▶ WORK INSTRUCTIONS
**1.** Pull out everything from "To initiate the" down to "such as ECN." in the text on self-inflicted queuing, copied word for word.
**2.** Rewrite everything in the rows from the line containing "Task: tag every instance of the man in" down to the last row, putting "runner" in place of "sprinter" and leaving all else unchanged. Give only those lines.

— Start of TEXT EXTRACT —

3.2.  Avoiding Self-Inflicted Queuing

   This approach tries to ensure that the network does not suffer from
   congestion collapse and that one data flow from a single host does
   not harm another data flow from the same host.  A single congestion
   manager within the end host or the browser could help to coordinate
   various congestion control activities and to ensure a more
   coordinated approach between different applications and different

   The following design and testing aspects were considered relevant to
   this approach:

   Reacting to All Congestion Signals:

      To initiate the congestion control process, it is important to
      detect congestion in the communication path.  Congestion can be
      detected using either an explicit mechanism or an implicit
      mechanism.  An explicit mechanism involves direct congestion
      signaling usually from the congested network node, such as ECN.
      In case of an implicit mechanism, packet-loss events or observed
      delay increases are used as an indication for congestion.  These
      measurements can also be made available in a variety of different
      protocols, such as RTCP reports or transport protocols.  It is
      recommended for applications to take all available congestion
      signals into account and to couple the congestion control
      algorithm, the codec, and the application so that better
      information exchange between these components is possible since
      there are constraints on how quickly a codec can adapt to a
      specific sending rate.

— End of TEXT EXTRACT —
— Start of RECORD EXCERPTS —

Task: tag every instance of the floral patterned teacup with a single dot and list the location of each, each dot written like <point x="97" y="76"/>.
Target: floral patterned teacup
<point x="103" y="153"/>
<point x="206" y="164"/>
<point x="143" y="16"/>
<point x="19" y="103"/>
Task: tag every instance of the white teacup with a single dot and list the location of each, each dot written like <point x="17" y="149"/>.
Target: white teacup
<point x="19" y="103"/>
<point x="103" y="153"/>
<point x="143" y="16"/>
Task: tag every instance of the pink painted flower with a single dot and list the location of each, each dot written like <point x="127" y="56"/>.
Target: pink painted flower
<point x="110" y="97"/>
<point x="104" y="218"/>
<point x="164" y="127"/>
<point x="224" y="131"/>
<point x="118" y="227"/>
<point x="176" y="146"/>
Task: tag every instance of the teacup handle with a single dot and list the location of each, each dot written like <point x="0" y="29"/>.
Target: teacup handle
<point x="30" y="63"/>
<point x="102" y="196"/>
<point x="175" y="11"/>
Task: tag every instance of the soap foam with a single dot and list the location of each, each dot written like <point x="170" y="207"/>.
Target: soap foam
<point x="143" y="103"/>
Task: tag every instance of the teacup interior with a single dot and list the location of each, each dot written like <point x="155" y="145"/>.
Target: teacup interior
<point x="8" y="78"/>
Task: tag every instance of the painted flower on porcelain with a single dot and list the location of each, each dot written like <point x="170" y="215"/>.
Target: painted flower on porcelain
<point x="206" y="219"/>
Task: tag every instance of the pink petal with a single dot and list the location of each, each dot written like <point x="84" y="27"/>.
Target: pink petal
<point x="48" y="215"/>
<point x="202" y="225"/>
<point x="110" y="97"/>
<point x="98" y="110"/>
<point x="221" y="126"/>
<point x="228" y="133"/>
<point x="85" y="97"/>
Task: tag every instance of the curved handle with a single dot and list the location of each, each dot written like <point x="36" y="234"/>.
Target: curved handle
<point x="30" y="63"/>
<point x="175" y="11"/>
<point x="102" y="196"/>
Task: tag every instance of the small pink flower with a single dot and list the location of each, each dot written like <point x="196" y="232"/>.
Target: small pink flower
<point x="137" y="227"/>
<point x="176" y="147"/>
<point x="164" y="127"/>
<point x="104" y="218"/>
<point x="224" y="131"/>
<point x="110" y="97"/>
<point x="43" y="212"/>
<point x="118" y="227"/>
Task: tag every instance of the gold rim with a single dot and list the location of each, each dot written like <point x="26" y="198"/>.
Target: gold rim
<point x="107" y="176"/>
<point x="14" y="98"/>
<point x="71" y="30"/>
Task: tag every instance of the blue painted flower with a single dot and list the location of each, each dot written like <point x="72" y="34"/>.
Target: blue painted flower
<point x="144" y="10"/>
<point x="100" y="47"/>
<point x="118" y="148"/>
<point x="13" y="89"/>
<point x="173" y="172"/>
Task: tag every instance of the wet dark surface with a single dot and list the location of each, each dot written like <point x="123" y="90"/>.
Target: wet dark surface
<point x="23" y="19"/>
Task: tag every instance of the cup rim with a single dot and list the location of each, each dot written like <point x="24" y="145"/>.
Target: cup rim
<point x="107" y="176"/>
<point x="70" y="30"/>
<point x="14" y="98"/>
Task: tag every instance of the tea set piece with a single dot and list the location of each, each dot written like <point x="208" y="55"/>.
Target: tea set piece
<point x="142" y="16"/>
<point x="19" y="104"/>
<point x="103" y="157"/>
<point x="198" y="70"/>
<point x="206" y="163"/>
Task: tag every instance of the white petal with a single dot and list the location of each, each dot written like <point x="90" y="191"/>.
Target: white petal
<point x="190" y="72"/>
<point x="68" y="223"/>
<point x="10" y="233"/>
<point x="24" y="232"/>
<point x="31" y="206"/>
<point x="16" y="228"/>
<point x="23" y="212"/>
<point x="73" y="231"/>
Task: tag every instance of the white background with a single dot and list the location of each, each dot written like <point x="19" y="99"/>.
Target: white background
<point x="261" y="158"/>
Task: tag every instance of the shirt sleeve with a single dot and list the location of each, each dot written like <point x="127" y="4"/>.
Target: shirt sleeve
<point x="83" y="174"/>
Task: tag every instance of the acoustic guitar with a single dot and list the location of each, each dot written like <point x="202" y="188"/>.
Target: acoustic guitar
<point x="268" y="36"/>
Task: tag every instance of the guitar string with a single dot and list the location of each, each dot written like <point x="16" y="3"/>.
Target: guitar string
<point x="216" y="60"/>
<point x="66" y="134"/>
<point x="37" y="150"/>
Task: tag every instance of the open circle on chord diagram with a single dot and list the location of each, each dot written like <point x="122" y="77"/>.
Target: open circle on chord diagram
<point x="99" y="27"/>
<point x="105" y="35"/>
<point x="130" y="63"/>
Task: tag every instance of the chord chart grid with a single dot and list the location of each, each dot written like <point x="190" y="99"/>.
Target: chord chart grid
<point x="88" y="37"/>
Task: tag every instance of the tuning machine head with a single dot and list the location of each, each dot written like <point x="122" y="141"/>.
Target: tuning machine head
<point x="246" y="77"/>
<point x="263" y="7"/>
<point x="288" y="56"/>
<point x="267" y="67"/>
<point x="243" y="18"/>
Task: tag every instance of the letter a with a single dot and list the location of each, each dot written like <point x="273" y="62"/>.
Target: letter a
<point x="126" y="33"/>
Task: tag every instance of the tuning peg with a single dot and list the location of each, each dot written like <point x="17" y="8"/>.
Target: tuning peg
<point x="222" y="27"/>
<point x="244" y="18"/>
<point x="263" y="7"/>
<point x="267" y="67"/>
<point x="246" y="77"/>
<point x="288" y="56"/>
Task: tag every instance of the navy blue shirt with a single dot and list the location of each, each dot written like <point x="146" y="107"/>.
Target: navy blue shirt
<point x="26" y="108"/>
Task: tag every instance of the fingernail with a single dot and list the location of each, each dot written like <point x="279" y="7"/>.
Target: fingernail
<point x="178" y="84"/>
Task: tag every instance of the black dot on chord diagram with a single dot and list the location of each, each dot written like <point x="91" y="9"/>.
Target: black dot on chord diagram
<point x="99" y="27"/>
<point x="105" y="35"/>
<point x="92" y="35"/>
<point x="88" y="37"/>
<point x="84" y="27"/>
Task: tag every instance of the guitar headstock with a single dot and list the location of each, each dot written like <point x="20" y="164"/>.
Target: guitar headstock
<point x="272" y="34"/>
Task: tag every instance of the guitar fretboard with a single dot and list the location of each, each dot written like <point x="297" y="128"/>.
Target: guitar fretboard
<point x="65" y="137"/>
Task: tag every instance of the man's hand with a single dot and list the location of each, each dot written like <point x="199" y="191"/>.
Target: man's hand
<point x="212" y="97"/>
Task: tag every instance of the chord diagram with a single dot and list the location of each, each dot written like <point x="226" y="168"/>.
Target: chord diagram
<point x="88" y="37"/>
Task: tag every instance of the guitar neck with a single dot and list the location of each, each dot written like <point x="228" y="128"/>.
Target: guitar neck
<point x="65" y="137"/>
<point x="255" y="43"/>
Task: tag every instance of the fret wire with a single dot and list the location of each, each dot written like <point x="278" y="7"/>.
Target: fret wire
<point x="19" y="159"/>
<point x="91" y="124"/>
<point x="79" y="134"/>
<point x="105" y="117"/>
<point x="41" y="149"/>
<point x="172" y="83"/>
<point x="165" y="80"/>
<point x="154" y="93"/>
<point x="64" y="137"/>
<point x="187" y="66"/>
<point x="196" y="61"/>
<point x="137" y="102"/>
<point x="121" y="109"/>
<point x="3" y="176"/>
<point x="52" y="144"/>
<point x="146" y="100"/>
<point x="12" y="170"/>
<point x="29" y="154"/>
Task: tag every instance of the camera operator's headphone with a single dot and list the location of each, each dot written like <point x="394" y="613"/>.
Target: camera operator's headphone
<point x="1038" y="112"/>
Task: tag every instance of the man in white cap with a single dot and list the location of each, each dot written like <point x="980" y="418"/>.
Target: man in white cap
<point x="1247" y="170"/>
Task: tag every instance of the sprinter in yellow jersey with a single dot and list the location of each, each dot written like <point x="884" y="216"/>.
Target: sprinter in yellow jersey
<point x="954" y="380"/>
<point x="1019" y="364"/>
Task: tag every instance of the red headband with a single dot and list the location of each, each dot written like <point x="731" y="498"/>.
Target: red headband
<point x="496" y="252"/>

— End of RECORD EXCERPTS —

▶ RESPONSES IN ORDER
**1.**
To initiate the congestion control process, it is important to
      detect congestion in the communication path.  Congestion can be
      detected using either an explicit mechanism or an implicit
      mechanism.  An explicit mechanism involves direct congestion
      signaling usually from the congested network node, such as ECN.

**2.**
Task: tag every instance of the man in white cap with a single dot and list the location of each, each dot written like <point x="980" y="418"/>.
Target: man in white cap
<point x="1247" y="170"/>
Task: tag every instance of the runner in yellow jersey with a single dot and list the location of each, each dot written like <point x="884" y="216"/>.
Target: runner in yellow jersey
<point x="954" y="380"/>
<point x="1019" y="364"/>
Task: tag every instance of the red headband with a single dot and list the location of each, each dot written like <point x="731" y="498"/>.
Target: red headband
<point x="496" y="252"/>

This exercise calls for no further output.